*The problem*: Pick up the pandas section on Stata file format after its last sentence and continue writing it.

*Excerpted passage*:

10.12 Stata Format
New in version 0.12.0.
10.12.1 Writing to Stata format
The method to_stata()
will write a DataFrame
into a .dta file. The format version of this file is always 115 (Stata 12).
In [1]: df = pd.DataFrame(randn(10, 2), columns=list('AB'))
In [2]: df.to_stata('stata.dta')
Stata data files have limited data type support; only strings with
244 or fewer characters, int8
, int16
, int32
, float32
and float64
can be stored in .dta
files. Additionally,
Stata reserves certain values to represent missing data. Exporting a
non-missing value that is outside of the permitted range in Stata for
a particular data type will retype the variable to the next larger
size. For example, int8
values are restricted to lie between -127
and 100 in Stata, and so variables with values above 100 will trigger
a conversion to int16
. nan
values in floating points data
types are stored as the basic missing data type (.
in Stata).
Note
It is not possible to export missing data values for integer data types.
The Stata writer gracefully handles other data types including int64
,
bool
, uint8
, uint16
, uint32
by casting to
the smallest supported type that can represent the data. For example, data
with a type of uint8
will be cast to int8
if all values are less than
100 (the upper bound for non-missing int8
data in Stata), or, if values are
outside of this range, the variable is cast to int16
.
Warning
Conversion from int64
to float64
may result in a loss of precision
if int64
values are larger than 2**53.
Warning
StataWriter
and
to_stata()
only support fixed width
strings containing up to 244 characters, a limitation imposed by the version
115 dta file format. Attempting to write Stata dta files with strings
longer than 244 characters raises a ValueError
.
10.12.2 Reading from Stata format
The top-level function read_stata
will read a dta file and return
either a DataFrame or a StataReader
that can
be used to read the file incrementally.
In [3]: pd.read_stata('stata.dta')
Out[3]:
index A B
0 0 0.4691 -0.2829
1 1 -1.5091 -1.1356
2 2 1.2121 -0.1732
3 3 0.1192 -1.0442
4 4 -0.8618 -2.1046
5 5 -0.4949 1.0718
6 6 0.7216 -0.7068
7 7 -1.0396 0.2719
8 8 -0.4250 0.5670
9 9 0.2762 -1.0874
New in version 0.16.0.
Specifying a chunksize
yields a
StataReader
instance that can be used to
read chunksize
lines from the file at a time. The StataReader
object can be used as an iterator.
In [4]: reader = pd.read_stata('stata.dta', chunksize=3)
In [5]: for df in reader:
...: print(df.shape)
...:
(3, 3)
(3, 3)
(3, 3)
(1, 3)
For more fine-grained control, use iterator=True
and specify
chunksize
with each call to
read()
.
In [6]: reader = pd.read_stata('stata.dta', iterator=True)
In [7]: chunk1 = reader.read(5)
In [8]: chunk2 = reader.read(5)
Currently the index
is retrieved as a column.
The parameter convert_categoricals
indicates whether value labels should be
read and used to create a Categorical
variable from them. Value labels can
also be retrieved by the function value_labels
, which requires read()
to be called before use.

*Dataset content*:
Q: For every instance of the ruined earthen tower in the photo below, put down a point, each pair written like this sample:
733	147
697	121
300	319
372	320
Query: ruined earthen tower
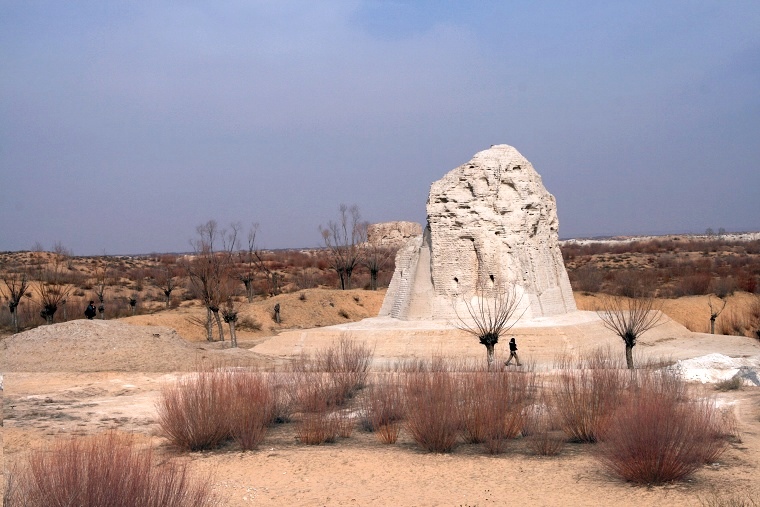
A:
491	223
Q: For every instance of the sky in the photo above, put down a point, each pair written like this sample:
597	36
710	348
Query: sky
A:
125	125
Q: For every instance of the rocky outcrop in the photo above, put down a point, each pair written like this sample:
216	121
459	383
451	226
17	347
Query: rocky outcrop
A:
392	234
492	226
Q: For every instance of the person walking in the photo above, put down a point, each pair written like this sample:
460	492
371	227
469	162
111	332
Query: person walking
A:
90	312
513	353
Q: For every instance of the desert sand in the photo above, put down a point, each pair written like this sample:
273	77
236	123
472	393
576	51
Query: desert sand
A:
83	377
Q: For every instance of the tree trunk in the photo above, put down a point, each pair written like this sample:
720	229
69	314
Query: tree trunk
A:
233	336
629	356
219	324
489	354
14	319
209	326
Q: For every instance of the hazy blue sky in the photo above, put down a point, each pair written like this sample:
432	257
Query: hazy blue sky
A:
124	125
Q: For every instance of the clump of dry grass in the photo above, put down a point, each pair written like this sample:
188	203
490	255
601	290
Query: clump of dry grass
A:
492	406
431	414
251	409
107	470
657	437
383	408
587	392
193	412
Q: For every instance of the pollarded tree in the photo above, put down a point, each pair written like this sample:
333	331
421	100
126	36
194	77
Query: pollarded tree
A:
52	287
492	312
212	268
16	285
249	262
629	318
229	314
375	257
344	240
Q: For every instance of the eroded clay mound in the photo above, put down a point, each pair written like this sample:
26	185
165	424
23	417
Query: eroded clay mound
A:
97	345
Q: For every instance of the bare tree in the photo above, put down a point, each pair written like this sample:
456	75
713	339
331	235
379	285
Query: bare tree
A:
167	276
375	257
492	312
211	270
101	282
714	312
251	261
629	318
344	240
52	288
229	313
16	286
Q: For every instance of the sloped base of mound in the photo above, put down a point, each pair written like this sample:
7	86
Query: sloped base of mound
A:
540	341
98	345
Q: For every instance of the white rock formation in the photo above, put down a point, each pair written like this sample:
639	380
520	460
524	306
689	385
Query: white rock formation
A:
392	234
491	225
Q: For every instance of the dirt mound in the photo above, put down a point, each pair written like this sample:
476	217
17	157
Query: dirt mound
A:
99	345
305	309
175	340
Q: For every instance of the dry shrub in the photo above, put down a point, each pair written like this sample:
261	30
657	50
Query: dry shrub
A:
735	383
587	396
333	376
696	284
543	435
318	427
193	412
492	406
716	499
733	322
587	278
655	438
284	387
431	414
383	408
252	408
346	423
107	470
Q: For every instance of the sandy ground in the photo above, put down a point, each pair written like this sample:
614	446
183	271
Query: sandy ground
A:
91	376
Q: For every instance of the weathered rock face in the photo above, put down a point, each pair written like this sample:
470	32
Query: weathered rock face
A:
491	225
392	234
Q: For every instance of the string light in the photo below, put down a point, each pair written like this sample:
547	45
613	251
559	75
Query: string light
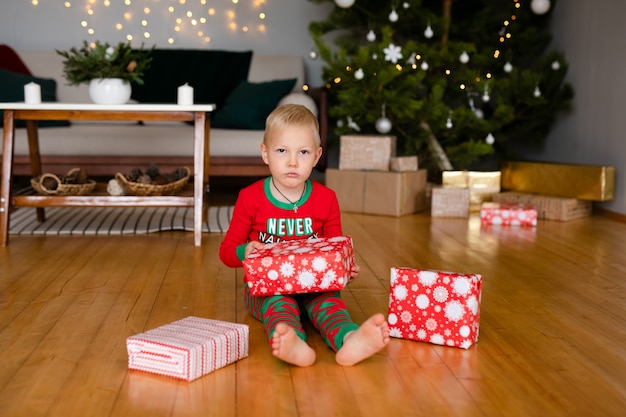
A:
182	16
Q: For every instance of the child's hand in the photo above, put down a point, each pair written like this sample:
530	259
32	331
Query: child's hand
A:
252	246
355	271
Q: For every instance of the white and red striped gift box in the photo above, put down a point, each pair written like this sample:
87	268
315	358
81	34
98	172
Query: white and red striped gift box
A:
188	348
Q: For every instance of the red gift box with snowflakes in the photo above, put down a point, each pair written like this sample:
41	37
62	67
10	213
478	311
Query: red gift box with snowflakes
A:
438	307
188	348
508	214
300	266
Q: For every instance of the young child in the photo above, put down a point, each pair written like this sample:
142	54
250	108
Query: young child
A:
291	148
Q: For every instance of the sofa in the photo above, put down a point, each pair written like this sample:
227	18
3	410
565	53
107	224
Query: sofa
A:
104	148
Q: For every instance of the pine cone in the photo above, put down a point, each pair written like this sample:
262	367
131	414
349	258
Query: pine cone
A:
153	171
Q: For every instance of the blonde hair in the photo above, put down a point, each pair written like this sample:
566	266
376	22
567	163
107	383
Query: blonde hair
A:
291	115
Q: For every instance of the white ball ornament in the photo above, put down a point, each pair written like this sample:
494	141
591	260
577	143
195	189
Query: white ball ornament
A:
383	125
393	16
344	4
540	6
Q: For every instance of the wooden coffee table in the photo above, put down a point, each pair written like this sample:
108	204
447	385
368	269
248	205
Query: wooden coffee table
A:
79	111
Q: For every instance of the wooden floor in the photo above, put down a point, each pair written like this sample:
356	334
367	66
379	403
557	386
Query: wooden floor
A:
552	333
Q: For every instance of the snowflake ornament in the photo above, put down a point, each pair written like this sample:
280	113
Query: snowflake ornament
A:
393	53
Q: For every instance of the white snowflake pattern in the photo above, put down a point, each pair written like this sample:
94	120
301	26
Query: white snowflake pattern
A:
437	339
461	285
431	324
319	264
400	292
422	301
393	53
406	317
329	277
306	279
395	332
440	294
454	311
428	278
472	304
287	269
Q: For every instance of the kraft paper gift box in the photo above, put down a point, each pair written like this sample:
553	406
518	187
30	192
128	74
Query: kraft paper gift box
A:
450	202
508	214
377	192
549	207
437	307
300	266
189	348
369	152
482	184
583	182
403	163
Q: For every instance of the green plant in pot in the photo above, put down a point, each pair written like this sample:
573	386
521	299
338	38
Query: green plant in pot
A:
108	69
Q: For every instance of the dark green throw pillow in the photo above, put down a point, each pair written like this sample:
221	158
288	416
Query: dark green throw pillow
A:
12	90
249	104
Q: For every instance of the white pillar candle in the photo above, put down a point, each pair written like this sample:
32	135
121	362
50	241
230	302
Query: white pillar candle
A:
32	93
185	95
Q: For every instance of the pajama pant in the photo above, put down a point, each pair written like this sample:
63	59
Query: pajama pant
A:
326	310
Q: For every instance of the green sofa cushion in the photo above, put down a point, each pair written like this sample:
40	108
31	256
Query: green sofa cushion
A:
249	104
12	90
213	74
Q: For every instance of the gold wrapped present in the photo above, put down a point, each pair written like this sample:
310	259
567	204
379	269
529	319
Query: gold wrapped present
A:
368	152
403	163
583	182
549	207
378	192
482	184
450	202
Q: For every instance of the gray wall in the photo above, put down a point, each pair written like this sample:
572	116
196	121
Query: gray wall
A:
591	33
50	25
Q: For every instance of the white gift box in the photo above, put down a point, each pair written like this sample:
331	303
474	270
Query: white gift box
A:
188	348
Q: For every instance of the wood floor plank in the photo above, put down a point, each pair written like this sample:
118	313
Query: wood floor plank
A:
552	331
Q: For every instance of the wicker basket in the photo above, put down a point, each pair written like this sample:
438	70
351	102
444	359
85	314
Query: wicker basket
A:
62	189
139	189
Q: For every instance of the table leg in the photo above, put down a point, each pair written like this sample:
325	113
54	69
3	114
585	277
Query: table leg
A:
35	158
7	168
199	137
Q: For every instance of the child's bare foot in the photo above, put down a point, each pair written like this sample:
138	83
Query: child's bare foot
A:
372	336
287	346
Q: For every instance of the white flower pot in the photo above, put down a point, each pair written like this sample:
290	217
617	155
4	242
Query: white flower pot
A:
109	91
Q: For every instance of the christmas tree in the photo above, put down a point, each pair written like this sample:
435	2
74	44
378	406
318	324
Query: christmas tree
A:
461	84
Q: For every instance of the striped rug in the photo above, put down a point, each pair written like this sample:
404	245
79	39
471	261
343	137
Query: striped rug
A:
115	221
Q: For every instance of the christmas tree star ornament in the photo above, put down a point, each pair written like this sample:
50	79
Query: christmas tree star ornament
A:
540	6
344	4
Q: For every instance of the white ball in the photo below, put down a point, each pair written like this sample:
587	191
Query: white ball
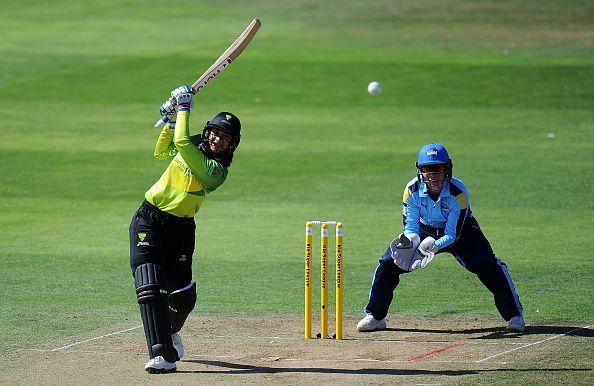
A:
374	88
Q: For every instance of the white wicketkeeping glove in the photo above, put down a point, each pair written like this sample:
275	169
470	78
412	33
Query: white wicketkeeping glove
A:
169	110
428	249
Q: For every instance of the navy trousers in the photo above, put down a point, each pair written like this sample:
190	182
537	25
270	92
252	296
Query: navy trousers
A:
473	251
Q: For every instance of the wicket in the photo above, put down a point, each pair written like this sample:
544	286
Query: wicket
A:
323	278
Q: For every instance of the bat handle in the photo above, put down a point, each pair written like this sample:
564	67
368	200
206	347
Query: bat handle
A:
161	122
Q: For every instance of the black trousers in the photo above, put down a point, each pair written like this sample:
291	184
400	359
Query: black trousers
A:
160	238
473	251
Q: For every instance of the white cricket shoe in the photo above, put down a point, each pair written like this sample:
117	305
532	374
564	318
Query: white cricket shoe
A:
178	345
369	323
516	324
159	365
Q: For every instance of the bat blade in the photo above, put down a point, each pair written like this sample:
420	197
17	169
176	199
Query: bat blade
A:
226	58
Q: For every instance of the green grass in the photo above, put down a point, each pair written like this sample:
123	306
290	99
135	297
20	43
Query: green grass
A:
81	84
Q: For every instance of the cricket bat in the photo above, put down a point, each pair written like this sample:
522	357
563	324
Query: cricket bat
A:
226	58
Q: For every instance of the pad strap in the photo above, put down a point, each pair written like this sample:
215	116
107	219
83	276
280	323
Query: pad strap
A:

*Task output*:
The parameter convert_missing
indicates whether missing value
representations in Stata should be preserved. If False
(the default),
missing values are represented as np.nan
. If True
, missing values are
represented using StataMissingValue
objects, and columns containing missing
values will have object
data type.
Note
read_stata()
and
StataReader
support .dta formats 113-115
(Stata 10-12), 117 (Stata 13), and 118 (Stata 14).
Note
Setting preserve_dtypes=False
will upcast to the standard pandas data types:
int64
for all integer types and float64
for floating point data. By default,
the Stata data types are preserved when importing.
10.12.2.1 Categorical Data
New in version 0.15.2.
Categorical
data can be exported to Stata data files as value labeled data.
The exported data consists of the underlying category codes as integer data values
and the categories as value labels. Stata does not have an explicit equivalent
to a Categorical
and information about whether the variable is ordered
is lost when exporting.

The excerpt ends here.